----- Article

© Ronnie Goodman
ARTS AND RECIDIVISM
“Evidence suggests that arts-in-prisons programs lower recidivism (returning to prisons) by 27% and reduce disciplinary actions by 75%,” reads the press release for the prison art exhibition The Cell and the Sanctuary: Art and Incarceration currently on show at the Santa Cruz Museum of Art & History (SCMAH).
That’s a bold claim.
One of the great difficulties with justifying arts and/or liberal arts education is the difficulty in measuring its direct (positive) effects. Evaluation in budget-constrained prison systems is especially demanding and cynical. First and foremost, people want to know if any type of program steers a prisoner away from anti-social behaviour. If the answer is complex, partly elusive or complicated by other criteria then doubt descends, the enterprise is labeled as airy-fairy, and premise is dismissed.
In brief, prison arts programs wanting to prove themselves have a tough audience.
The effects of arts and education is difficult to track because many benefits such as relative thinking, critical engagement outside of institutional narratives, cumulative learning, etc. take years. Education is a slow build. Benefits are for years down the line; for a lifetime. Also, many prisoners are on long sentences and the primary criteria corrections departments and researchers look to – recidivism – can only be measured once a prisoner is released. The intangibles of a liberal arts education aren’t necessarily contributing to a measurable impact the next hour.
A general aura of skepticism surrounding arts and liberal arts education is compounded by the fact that research money often goes toward other prison programming (vocational, prison industries) and other evaluation first. We saw this was the case when the State of California stripped the DOC of its Arts-In-Corrections funding 7-years ago. In times of crisis, arts funding is first on the chopping block.
Despite no state funding, groups such as the William James Association continued, driven by volunteer efforts. The recent California budget has put millions back into the coffers earmarked for Arts-In-Corrections. The William James Association has returned to work in 11 state prisons.
The return was helped by the convincing results of a study, California Prison Arts Evaluation 2014, that was commissioned jointly by the William James Association and the California Lawyers for the Arts. You can download it here.
Here’s the results of the study and reason for bold claims.
The California Prison Arts Evaluation 2014 was a one-year study in four prisons revealing that arts programs improve prisoners’ behavior and their attitudes about themselves.

----------

Exercises to complete
1. According to the article on prison arts programs, in how many state prisons has the William James Association resumed its work?
2. Write the next part of the article on prison arts programs, picking up after its final sentence.
The items below were taken from a separate source unrelated to the article.

----- Records

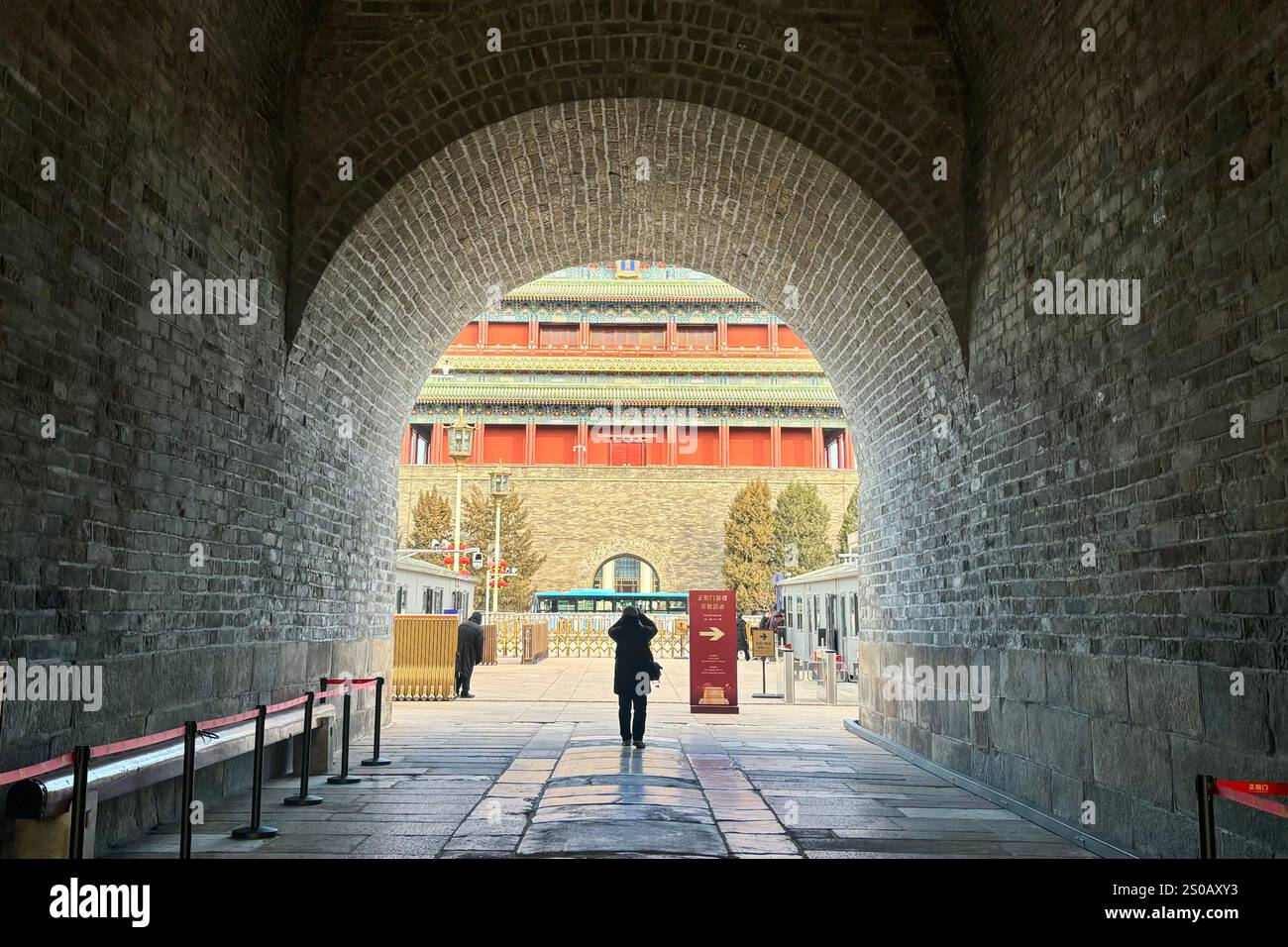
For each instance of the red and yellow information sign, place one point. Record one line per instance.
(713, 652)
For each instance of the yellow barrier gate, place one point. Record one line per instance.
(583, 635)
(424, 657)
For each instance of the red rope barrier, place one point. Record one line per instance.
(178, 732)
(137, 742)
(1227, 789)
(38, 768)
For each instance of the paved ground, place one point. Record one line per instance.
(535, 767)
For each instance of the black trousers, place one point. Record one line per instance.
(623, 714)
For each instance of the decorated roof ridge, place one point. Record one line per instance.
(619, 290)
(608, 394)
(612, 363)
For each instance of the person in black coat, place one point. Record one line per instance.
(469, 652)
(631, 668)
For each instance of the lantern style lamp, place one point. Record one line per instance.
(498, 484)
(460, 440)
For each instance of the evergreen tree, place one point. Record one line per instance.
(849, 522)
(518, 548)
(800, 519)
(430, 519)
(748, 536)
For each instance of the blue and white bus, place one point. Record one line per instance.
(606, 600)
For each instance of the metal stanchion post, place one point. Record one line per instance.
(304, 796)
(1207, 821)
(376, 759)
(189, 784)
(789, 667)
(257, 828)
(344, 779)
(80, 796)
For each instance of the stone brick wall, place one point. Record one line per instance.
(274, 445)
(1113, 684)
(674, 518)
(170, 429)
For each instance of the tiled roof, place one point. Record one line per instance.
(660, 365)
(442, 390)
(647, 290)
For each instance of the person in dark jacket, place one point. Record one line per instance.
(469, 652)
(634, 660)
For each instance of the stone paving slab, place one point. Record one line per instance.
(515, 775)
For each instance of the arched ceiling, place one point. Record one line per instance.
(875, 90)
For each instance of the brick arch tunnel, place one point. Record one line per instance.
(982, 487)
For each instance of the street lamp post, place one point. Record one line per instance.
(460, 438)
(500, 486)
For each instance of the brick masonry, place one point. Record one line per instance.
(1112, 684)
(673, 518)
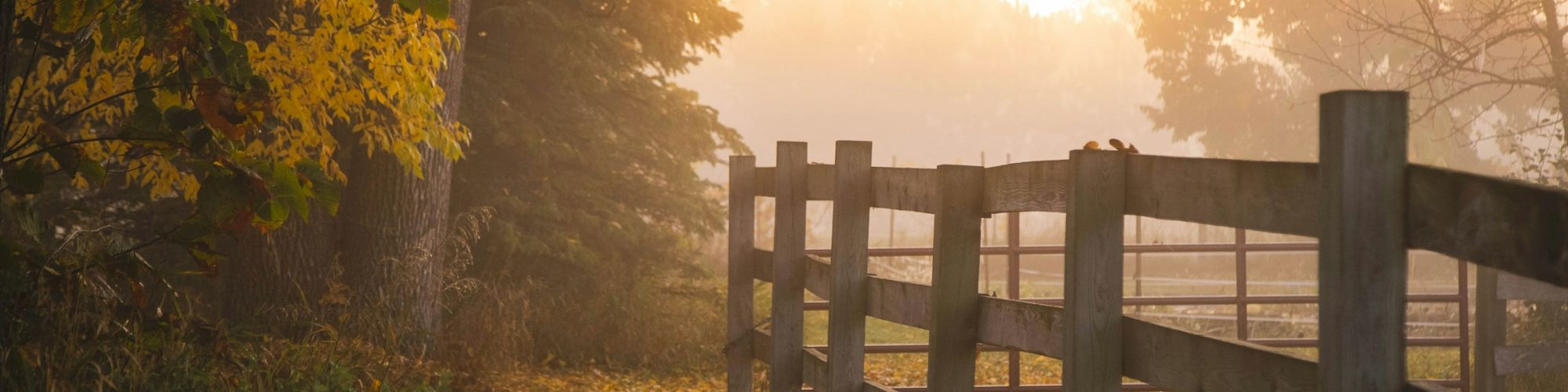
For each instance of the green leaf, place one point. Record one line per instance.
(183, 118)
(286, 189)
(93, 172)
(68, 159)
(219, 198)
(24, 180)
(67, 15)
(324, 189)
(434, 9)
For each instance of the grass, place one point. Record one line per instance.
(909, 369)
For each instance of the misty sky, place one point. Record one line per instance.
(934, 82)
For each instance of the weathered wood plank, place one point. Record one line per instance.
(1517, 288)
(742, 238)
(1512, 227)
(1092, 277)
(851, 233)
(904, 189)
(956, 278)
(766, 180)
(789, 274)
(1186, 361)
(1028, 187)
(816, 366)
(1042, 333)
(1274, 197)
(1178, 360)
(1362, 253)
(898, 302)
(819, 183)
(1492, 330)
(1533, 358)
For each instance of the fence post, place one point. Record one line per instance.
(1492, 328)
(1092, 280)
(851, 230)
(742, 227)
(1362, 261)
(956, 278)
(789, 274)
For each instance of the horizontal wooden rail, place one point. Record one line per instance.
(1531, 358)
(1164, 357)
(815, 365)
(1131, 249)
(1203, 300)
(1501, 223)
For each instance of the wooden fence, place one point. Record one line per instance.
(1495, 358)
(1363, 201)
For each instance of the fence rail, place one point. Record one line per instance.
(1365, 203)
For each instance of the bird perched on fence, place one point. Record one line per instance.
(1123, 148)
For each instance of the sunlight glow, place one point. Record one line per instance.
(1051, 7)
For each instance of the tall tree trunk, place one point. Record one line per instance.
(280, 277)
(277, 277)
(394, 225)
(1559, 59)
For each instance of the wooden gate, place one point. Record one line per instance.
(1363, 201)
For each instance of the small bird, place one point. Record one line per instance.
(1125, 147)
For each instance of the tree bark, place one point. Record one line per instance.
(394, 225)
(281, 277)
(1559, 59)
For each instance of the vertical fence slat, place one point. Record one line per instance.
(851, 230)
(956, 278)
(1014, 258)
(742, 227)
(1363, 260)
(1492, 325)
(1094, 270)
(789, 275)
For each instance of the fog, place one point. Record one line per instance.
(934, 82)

----------

Answers provided
1. The William James Association has returned to work in 11 state prisons.

2.
“A significant majority of inmates attribute their greater confidence and self-discipline to pursue other academic and vocational opportunities to their participation in arts programs, signaling a pathway for overall personal growth,” says the William James Association.
A BRIEF HISTORY OF RESEARCH
The author was Dr. Lawrence Brewster of the University of San Francisco who had, in 2012, completed a Qualitative Study of the California Arts In Corrections Program.
Prior to these two studies, there had been little research since a cost-benefit study in 1983, An Evaluation of the Arts-in-Corrections Program of the California Department of Corrections (also conducted by Brewster), which posited that society and the institutions benefited by reduced disciplinary actions, community service and beautification of the prisons.
It was high time someone brought the research up to date and dampened down naysayers and skeptics. Hopefully, the California Prison Arts Evaluation 2014 might spur other states to make a return to arts programming.
“Arts-in-prisons programs improve relationships between people within the prison as well as with guards and supervisory staff,” says the William James Association.” Prisoners exposed to arts programs are more likely to adjust to life outside prison and are less likely to become repeat offenders.”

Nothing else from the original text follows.